Exercise instructions:
Only lines containing the word "lamp" are needed; pull them out of the material.

:: Available data

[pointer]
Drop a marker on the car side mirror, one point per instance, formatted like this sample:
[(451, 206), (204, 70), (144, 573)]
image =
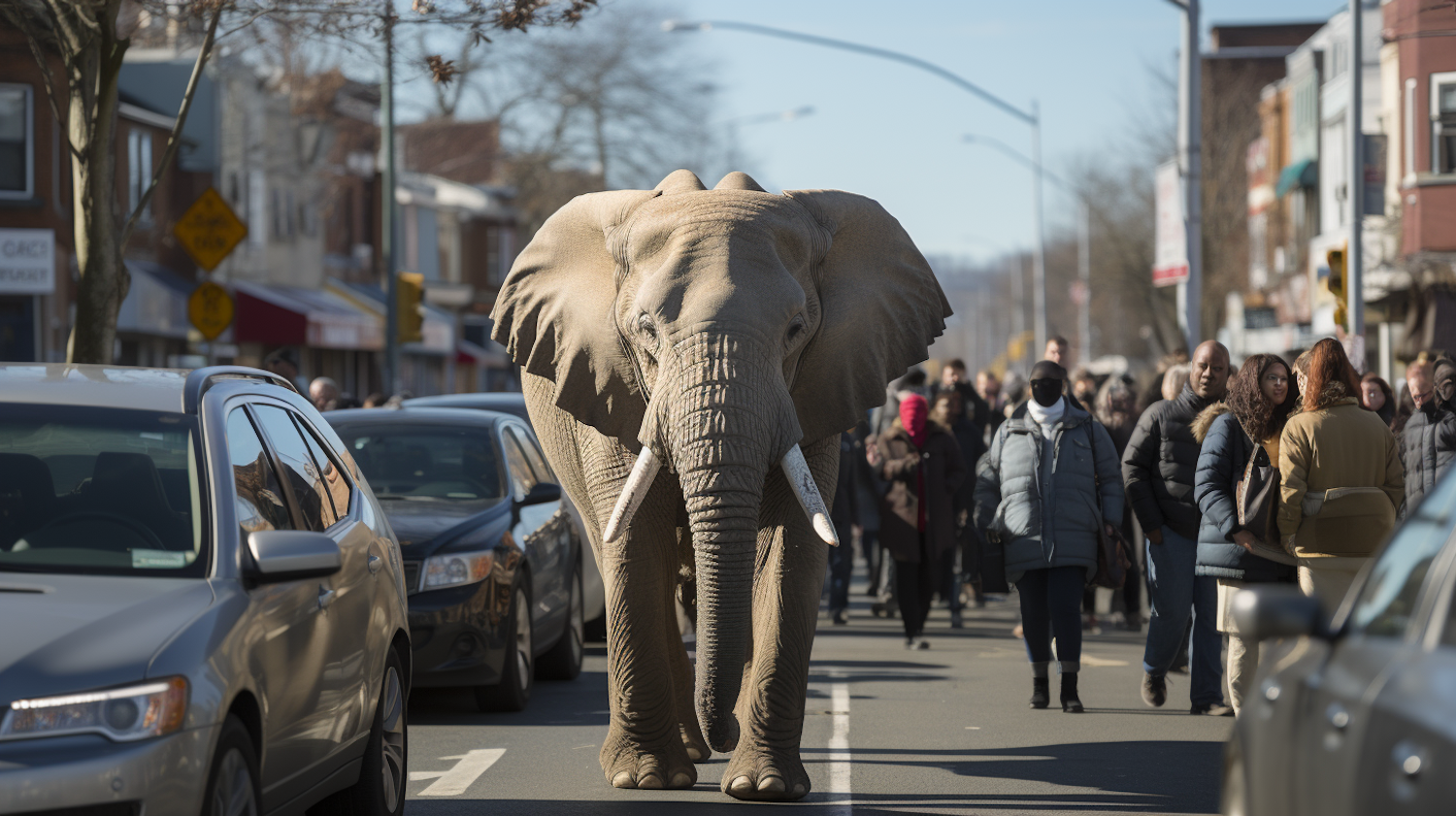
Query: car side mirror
[(291, 554), (1267, 612), (544, 492)]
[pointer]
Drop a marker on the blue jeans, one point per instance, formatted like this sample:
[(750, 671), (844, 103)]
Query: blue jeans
[(1175, 594)]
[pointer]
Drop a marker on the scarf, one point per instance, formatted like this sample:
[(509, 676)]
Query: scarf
[(913, 413)]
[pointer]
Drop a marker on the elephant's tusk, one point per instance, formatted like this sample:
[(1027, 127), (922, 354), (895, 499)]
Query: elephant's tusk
[(632, 493), (807, 492)]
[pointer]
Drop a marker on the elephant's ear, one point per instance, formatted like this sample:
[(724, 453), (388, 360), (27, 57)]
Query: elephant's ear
[(555, 313), (881, 310)]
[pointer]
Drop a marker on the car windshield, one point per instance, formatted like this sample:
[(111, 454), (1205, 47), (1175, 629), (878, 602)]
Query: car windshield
[(413, 463), (99, 490)]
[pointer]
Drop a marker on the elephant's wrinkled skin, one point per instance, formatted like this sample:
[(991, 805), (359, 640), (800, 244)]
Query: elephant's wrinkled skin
[(718, 329)]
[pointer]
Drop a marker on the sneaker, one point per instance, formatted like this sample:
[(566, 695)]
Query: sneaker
[(1155, 690)]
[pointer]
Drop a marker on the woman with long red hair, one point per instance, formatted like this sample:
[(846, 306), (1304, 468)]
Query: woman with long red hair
[(1342, 477)]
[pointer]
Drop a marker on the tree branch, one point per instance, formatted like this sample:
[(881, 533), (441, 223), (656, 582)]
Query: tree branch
[(175, 137)]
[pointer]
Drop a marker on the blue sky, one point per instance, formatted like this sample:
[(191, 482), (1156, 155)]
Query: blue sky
[(894, 133)]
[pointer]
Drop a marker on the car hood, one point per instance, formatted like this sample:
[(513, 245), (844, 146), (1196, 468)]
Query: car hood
[(69, 633), (424, 527)]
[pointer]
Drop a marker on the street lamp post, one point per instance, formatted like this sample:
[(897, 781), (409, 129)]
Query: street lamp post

::::

Answer to this problem:
Drop a marker on the street lamp post, one point per instance, formatted like this sample:
Query: street lamp post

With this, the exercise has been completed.